● INFORMATION SHOWN
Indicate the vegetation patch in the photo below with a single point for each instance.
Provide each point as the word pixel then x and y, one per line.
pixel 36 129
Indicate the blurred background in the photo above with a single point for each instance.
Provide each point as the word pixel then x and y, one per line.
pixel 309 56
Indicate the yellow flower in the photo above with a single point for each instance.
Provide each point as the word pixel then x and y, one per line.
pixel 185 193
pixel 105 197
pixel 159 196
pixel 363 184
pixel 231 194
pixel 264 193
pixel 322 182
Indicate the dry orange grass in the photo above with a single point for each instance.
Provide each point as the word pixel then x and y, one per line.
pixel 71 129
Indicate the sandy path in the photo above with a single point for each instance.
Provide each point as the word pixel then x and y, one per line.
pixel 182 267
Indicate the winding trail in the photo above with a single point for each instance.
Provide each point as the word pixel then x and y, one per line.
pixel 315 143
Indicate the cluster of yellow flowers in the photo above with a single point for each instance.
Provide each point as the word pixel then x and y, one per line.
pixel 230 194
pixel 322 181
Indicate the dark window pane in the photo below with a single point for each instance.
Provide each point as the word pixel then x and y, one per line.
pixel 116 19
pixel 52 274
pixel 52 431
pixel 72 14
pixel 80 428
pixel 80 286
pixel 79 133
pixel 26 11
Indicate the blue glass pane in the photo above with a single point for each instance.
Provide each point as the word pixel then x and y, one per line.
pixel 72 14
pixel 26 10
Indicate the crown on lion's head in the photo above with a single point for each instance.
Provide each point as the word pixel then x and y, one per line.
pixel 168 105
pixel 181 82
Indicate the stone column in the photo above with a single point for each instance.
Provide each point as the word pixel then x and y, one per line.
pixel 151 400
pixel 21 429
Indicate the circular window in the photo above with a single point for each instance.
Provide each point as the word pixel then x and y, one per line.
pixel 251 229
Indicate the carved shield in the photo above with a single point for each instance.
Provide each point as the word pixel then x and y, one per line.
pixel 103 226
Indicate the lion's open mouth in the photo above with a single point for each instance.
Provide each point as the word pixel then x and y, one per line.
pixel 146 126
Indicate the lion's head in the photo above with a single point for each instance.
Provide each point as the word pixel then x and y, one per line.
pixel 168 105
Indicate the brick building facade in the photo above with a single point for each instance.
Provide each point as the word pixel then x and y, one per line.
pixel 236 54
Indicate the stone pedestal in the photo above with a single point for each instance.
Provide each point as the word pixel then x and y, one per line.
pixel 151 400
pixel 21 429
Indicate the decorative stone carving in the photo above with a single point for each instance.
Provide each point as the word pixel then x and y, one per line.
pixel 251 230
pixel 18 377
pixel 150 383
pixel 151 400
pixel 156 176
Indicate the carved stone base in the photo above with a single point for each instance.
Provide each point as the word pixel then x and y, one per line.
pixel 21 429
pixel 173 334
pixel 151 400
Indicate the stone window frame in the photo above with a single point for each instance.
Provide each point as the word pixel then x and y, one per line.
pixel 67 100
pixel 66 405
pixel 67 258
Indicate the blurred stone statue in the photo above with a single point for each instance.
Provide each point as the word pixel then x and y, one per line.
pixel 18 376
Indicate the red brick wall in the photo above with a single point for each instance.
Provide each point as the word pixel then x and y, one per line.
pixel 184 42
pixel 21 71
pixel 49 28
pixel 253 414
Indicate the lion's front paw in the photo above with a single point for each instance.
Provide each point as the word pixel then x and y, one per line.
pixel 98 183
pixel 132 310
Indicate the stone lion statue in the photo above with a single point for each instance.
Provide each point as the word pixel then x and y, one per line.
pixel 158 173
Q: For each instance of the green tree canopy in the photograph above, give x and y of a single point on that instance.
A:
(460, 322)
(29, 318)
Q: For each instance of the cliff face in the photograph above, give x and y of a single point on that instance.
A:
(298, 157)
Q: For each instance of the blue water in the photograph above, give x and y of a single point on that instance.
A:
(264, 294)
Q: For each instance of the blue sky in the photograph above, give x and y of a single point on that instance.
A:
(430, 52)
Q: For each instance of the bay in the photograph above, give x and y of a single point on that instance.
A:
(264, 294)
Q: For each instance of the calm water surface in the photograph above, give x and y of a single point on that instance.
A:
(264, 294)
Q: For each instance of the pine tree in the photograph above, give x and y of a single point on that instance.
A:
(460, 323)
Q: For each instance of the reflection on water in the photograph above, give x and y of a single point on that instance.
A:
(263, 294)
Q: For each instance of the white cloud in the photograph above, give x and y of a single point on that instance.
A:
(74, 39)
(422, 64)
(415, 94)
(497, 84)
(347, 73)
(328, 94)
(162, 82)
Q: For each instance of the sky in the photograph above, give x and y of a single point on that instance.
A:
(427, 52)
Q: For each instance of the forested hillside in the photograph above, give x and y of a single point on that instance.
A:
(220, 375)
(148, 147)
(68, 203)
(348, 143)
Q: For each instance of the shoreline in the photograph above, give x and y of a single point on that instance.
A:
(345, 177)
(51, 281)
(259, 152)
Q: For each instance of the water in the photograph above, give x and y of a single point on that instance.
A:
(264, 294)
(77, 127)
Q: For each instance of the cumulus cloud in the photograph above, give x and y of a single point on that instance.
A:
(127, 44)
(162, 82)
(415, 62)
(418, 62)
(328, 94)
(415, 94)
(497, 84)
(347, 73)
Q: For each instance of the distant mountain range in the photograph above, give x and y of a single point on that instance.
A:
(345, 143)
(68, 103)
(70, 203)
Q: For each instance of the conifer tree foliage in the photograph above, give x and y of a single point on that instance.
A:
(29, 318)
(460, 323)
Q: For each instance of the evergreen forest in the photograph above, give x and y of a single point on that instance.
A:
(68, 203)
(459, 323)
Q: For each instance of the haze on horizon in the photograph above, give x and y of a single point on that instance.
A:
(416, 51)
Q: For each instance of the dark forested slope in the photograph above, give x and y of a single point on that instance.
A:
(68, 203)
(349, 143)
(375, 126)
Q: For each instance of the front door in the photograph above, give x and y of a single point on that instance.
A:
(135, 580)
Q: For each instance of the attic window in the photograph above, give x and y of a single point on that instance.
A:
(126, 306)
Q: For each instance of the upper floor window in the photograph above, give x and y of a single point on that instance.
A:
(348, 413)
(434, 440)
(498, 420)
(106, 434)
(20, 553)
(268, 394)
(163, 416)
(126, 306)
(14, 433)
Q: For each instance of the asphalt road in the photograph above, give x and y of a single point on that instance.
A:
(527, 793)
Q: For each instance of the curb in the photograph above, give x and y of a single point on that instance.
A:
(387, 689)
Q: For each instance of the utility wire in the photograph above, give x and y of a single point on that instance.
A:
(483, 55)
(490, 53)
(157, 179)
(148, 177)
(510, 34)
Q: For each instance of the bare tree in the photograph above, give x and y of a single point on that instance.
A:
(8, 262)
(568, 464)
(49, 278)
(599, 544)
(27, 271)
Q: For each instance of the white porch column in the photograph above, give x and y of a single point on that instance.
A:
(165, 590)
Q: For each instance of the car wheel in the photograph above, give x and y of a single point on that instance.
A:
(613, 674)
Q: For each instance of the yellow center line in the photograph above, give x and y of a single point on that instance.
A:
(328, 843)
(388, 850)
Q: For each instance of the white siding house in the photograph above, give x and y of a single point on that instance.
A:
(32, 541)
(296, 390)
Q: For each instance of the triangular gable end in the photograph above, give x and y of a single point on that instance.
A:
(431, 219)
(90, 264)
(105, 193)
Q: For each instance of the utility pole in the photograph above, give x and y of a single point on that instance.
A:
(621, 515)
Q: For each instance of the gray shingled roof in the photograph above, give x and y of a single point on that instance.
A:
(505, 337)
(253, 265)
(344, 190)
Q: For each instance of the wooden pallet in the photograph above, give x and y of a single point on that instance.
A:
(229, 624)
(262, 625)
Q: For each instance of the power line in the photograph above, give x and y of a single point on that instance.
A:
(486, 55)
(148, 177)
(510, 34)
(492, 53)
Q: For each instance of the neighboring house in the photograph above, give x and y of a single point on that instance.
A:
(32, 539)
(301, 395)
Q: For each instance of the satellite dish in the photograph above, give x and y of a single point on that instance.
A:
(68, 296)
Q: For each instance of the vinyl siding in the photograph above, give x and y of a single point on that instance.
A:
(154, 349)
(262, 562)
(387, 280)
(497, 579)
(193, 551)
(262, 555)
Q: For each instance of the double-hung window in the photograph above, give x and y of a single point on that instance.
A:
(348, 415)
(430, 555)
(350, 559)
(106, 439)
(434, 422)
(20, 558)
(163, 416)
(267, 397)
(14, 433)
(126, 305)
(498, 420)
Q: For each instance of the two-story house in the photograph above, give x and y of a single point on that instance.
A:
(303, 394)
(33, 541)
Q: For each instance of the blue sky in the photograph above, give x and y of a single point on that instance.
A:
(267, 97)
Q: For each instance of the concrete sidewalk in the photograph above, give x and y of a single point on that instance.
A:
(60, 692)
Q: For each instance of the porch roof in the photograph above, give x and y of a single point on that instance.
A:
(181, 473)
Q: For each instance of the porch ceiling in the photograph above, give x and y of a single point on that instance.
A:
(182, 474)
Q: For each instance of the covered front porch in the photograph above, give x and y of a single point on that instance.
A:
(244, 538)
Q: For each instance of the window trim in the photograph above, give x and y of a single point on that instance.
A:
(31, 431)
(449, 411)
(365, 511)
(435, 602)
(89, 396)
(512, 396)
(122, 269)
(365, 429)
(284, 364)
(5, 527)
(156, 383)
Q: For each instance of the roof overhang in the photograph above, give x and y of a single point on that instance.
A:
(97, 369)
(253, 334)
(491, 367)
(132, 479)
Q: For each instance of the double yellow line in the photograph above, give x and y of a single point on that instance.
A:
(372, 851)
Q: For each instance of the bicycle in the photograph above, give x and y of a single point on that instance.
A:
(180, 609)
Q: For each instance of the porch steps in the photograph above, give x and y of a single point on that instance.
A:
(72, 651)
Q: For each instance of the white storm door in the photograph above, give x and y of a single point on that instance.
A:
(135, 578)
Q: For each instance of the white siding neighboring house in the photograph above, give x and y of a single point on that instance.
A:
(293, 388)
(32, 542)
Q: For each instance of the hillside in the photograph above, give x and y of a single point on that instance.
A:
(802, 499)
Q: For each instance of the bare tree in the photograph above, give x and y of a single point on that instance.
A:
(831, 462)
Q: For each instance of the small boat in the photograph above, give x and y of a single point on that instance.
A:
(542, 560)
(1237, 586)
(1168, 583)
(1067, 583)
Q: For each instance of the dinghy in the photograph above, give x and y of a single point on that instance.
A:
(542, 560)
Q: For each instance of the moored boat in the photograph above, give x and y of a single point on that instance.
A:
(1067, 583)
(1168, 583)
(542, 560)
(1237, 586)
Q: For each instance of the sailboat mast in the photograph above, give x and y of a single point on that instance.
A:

● WHAT IS NEEDED
Repeat the records word for word, from the start through the line containing "pixel 36 129", and include that line.

● ANSWER FOR THIS EXERCISE
Indicate the vegetation patch in the photo below with a single point for each instance.
Provide each point as the word pixel then x and y, one per line.
pixel 36 129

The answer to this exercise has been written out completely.